**CHALLENGE:**
Print every one of the following entries verbatim, changing nothing.

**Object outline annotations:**
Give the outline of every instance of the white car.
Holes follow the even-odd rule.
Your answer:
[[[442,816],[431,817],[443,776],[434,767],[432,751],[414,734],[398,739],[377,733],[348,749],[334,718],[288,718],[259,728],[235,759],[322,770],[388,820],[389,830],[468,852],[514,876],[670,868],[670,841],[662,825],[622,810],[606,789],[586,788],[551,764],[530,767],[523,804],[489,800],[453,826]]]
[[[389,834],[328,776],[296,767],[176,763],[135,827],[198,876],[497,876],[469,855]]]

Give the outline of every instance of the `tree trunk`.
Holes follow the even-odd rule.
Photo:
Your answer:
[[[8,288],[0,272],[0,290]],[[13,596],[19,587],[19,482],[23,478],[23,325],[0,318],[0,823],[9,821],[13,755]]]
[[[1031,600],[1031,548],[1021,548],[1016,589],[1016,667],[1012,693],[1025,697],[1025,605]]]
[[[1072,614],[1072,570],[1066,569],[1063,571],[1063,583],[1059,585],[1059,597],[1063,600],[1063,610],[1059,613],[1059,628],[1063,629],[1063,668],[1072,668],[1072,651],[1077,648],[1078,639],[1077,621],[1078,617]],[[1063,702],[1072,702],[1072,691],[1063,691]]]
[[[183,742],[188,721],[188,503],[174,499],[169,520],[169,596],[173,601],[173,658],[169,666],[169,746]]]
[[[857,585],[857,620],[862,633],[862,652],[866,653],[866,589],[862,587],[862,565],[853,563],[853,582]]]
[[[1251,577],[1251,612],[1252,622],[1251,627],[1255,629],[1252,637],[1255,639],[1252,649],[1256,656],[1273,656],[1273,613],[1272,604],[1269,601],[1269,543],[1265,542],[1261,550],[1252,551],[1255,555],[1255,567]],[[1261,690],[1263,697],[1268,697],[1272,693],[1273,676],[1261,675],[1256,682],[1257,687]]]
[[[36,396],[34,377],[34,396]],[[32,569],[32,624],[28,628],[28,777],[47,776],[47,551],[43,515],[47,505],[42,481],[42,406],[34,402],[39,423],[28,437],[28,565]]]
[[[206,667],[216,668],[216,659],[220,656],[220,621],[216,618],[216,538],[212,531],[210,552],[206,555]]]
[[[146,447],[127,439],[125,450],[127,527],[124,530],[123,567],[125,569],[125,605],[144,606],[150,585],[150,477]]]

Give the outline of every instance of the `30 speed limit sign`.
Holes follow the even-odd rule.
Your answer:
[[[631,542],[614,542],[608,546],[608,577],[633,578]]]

**TASK ANSWER:**
Give the outline of every instance of the white car.
Holes follow the even-odd rule.
Your answer:
[[[442,816],[431,817],[443,776],[434,767],[432,751],[414,734],[398,739],[377,733],[348,749],[334,718],[288,718],[259,728],[235,759],[322,770],[388,820],[389,830],[468,852],[514,876],[670,868],[670,841],[662,825],[622,810],[606,789],[586,788],[551,764],[530,767],[523,804],[489,800],[453,826]]]
[[[389,834],[328,776],[296,767],[176,763],[135,827],[198,876],[497,876],[469,855]]]

Give the outline of every instance of the `tree trunk`.
Holes follow the even-odd rule.
Photo:
Your answer:
[[[8,288],[0,272],[0,290]],[[13,596],[19,587],[19,482],[23,478],[23,325],[0,318],[0,823],[9,821],[13,755]]]
[[[1031,600],[1031,548],[1021,548],[1016,589],[1016,667],[1012,693],[1025,697],[1025,605]]]
[[[1072,614],[1072,570],[1066,569],[1063,571],[1063,583],[1059,585],[1059,597],[1063,600],[1063,610],[1059,613],[1059,628],[1063,629],[1063,668],[1072,668],[1072,651],[1077,648],[1078,639],[1077,621],[1078,617]],[[1063,702],[1072,702],[1072,691],[1063,691]]]
[[[183,742],[188,721],[188,503],[174,499],[169,520],[169,596],[173,601],[173,658],[169,666],[169,746]]]
[[[857,585],[857,620],[862,633],[862,652],[866,653],[866,589],[862,587],[862,565],[853,563],[853,582]]]
[[[1251,577],[1251,612],[1252,622],[1251,627],[1255,629],[1252,637],[1255,639],[1252,649],[1256,656],[1273,656],[1273,613],[1272,604],[1269,601],[1269,543],[1265,542],[1261,550],[1252,551],[1255,555],[1255,567]],[[1261,690],[1263,697],[1268,697],[1272,693],[1273,676],[1261,675],[1256,682],[1257,687]]]
[[[36,396],[34,377],[34,396]],[[32,569],[32,624],[28,628],[28,777],[47,776],[47,551],[43,515],[47,505],[42,481],[42,406],[34,402],[39,423],[28,437],[28,565]]]
[[[206,667],[216,668],[216,659],[220,656],[220,621],[216,618],[216,538],[212,531],[210,552],[206,555]]]
[[[146,447],[127,439],[125,450],[127,527],[124,530],[123,567],[125,569],[125,605],[144,606],[150,585],[150,477]]]

Give the outline of every instance of the `30 speed limit sign`.
Holes follow the even-odd rule.
Your answer:
[[[631,542],[614,542],[608,546],[608,577],[633,578]]]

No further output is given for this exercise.